**Exercise brief**
Quote the lines from the line holding "fly leg, one point per instance." to the very end of the listing, exactly, and no others.

**Working data**

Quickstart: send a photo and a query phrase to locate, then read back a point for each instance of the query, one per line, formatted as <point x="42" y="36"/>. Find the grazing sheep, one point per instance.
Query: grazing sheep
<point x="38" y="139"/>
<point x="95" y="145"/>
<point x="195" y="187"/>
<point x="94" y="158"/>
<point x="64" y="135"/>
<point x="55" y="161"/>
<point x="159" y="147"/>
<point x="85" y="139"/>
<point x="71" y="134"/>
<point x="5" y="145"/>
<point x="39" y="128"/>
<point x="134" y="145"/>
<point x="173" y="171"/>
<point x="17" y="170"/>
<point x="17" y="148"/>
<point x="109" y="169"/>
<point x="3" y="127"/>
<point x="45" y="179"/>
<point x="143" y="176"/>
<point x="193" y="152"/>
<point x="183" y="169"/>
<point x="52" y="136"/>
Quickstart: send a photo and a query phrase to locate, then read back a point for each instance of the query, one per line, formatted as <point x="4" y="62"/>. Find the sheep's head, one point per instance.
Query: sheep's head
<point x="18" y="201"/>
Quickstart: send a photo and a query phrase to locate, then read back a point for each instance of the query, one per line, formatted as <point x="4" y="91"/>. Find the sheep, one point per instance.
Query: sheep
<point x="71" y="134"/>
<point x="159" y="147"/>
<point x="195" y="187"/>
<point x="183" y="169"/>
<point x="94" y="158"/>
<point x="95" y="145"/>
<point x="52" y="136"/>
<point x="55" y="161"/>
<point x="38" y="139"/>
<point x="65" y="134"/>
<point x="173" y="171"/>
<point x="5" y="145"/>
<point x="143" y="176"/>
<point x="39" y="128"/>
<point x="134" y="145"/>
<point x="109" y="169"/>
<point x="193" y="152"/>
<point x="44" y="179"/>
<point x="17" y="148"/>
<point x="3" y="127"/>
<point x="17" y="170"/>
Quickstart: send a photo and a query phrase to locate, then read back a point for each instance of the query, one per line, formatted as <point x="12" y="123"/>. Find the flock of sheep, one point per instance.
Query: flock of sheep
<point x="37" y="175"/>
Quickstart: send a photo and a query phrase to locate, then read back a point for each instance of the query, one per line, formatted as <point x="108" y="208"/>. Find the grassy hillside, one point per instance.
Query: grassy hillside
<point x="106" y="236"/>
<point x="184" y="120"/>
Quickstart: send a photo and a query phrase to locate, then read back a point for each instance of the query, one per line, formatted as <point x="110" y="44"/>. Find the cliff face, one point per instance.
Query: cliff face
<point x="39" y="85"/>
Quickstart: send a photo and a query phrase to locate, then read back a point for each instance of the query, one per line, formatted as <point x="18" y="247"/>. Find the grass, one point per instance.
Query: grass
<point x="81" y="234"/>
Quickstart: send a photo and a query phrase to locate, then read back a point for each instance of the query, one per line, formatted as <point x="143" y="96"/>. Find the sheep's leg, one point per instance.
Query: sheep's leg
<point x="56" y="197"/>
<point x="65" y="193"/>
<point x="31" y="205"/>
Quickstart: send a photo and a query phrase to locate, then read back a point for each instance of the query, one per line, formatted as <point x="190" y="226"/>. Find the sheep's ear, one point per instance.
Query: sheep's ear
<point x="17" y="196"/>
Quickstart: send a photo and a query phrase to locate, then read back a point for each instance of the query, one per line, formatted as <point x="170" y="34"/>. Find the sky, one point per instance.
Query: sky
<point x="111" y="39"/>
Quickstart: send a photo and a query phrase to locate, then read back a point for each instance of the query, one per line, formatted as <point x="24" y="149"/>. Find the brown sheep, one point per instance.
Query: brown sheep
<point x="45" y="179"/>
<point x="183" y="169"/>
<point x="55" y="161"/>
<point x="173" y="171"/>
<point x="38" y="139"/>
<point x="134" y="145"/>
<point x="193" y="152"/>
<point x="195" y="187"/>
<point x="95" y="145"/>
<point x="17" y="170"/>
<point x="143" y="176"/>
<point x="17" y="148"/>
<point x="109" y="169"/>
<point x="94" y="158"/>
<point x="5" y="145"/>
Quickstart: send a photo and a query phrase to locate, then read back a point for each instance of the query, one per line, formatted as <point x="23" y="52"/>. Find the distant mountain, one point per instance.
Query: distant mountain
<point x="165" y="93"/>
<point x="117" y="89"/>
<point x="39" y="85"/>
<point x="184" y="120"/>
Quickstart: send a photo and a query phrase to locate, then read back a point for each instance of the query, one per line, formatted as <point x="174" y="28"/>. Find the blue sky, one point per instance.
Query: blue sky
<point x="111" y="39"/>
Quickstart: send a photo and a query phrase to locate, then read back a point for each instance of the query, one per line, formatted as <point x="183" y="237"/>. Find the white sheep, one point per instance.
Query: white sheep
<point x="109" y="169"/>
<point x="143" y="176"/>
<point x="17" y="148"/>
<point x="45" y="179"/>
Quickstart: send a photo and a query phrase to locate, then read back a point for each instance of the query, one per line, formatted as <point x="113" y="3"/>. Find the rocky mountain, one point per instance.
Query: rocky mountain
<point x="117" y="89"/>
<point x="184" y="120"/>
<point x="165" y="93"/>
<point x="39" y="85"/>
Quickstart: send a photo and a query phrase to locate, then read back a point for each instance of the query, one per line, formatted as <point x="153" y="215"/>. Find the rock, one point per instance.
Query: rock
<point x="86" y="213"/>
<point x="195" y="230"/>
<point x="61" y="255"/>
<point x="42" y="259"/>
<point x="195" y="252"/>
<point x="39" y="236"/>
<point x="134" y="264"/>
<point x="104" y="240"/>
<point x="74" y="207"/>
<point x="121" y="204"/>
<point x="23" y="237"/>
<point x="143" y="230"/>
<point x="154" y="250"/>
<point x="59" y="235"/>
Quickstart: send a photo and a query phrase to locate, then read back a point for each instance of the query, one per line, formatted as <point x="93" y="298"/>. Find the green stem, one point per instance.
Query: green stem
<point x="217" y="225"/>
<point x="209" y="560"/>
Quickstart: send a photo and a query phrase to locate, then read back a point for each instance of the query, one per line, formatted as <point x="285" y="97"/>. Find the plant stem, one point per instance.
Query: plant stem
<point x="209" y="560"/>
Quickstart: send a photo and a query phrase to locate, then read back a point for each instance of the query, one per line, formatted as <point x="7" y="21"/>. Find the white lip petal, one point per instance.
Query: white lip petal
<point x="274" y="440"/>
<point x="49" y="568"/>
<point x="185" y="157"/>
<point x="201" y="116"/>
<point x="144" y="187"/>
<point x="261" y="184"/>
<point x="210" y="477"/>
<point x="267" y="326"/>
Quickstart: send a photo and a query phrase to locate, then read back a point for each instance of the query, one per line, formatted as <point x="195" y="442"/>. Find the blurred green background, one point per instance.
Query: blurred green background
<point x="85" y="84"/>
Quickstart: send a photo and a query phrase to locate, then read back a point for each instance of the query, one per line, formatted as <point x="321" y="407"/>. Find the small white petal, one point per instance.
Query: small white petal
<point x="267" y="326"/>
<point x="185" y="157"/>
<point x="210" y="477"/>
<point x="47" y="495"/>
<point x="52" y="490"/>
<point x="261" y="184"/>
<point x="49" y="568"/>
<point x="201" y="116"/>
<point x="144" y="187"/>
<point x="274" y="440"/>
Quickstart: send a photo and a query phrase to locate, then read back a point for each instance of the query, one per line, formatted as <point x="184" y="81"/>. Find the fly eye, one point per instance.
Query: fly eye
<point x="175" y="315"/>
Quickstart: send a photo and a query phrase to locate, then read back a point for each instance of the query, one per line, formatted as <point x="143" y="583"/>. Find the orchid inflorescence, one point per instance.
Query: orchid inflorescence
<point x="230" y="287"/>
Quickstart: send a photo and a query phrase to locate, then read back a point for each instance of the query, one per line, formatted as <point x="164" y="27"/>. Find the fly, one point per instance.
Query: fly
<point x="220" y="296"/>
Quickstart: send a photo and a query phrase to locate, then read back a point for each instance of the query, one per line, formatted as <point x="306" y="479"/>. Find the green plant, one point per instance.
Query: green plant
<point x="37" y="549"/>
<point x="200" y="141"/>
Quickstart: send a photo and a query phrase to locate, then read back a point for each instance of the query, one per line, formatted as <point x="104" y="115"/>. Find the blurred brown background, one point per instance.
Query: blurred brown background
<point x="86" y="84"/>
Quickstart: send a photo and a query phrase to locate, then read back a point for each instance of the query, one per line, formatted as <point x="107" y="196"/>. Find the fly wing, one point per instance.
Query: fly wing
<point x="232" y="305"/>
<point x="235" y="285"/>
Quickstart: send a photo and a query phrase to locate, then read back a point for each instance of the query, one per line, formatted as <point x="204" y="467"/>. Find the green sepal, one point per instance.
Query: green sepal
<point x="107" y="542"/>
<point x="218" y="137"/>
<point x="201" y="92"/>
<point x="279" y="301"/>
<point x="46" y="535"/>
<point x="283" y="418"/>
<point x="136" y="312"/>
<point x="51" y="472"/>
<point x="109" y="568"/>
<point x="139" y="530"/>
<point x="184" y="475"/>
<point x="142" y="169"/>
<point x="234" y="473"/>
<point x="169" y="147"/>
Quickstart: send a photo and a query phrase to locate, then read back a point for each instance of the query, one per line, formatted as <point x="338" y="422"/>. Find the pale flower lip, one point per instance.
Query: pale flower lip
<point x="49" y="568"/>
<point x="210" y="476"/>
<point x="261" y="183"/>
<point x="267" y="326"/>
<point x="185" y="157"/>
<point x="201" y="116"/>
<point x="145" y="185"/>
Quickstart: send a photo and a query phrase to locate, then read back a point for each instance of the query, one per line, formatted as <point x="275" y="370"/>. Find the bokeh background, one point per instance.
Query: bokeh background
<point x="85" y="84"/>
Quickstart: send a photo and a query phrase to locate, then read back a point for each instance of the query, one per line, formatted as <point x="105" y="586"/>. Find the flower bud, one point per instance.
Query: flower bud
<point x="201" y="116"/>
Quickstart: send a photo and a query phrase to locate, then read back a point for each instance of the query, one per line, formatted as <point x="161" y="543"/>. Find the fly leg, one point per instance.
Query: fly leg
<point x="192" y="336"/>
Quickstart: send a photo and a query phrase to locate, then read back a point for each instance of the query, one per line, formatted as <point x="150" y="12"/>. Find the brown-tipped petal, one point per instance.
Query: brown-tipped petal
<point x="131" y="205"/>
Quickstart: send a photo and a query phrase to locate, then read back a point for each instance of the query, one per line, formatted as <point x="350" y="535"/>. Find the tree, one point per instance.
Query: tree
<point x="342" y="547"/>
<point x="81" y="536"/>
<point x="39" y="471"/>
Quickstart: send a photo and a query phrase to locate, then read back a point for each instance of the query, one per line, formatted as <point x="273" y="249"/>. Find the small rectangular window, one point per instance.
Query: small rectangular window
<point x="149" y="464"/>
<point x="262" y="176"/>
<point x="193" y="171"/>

**Solution for this problem**
Quickstart: send a photo and a query phrase to locate, then read back a point for each instance of the query, one per line, formatted as <point x="161" y="543"/>. Find the fly leg, one point per instance.
Query: fly leg
<point x="192" y="336"/>
Quickstart: send a photo and a query phrase to locate, then read back a point for each instance of the query, one per line, formatted as <point x="150" y="12"/>. Find the brown-tipped petal, one point per instance.
Query: brown-tipped petal
<point x="131" y="205"/>
Quickstart: send a photo and a query phrase to locate, then read back a point for each instance of the query, one per line, formatted as <point x="350" y="535"/>. Find the tree, one point per instance.
Query: tree
<point x="342" y="547"/>
<point x="81" y="536"/>
<point x="39" y="471"/>
Quickstart: send a photo and a query phrase to locate, then read back a point for each instance of the query, one per line, formatted as <point x="273" y="249"/>. Find the small rectangular window, one point per instance.
Query: small rectangular window
<point x="149" y="464"/>
<point x="262" y="176"/>
<point x="193" y="171"/>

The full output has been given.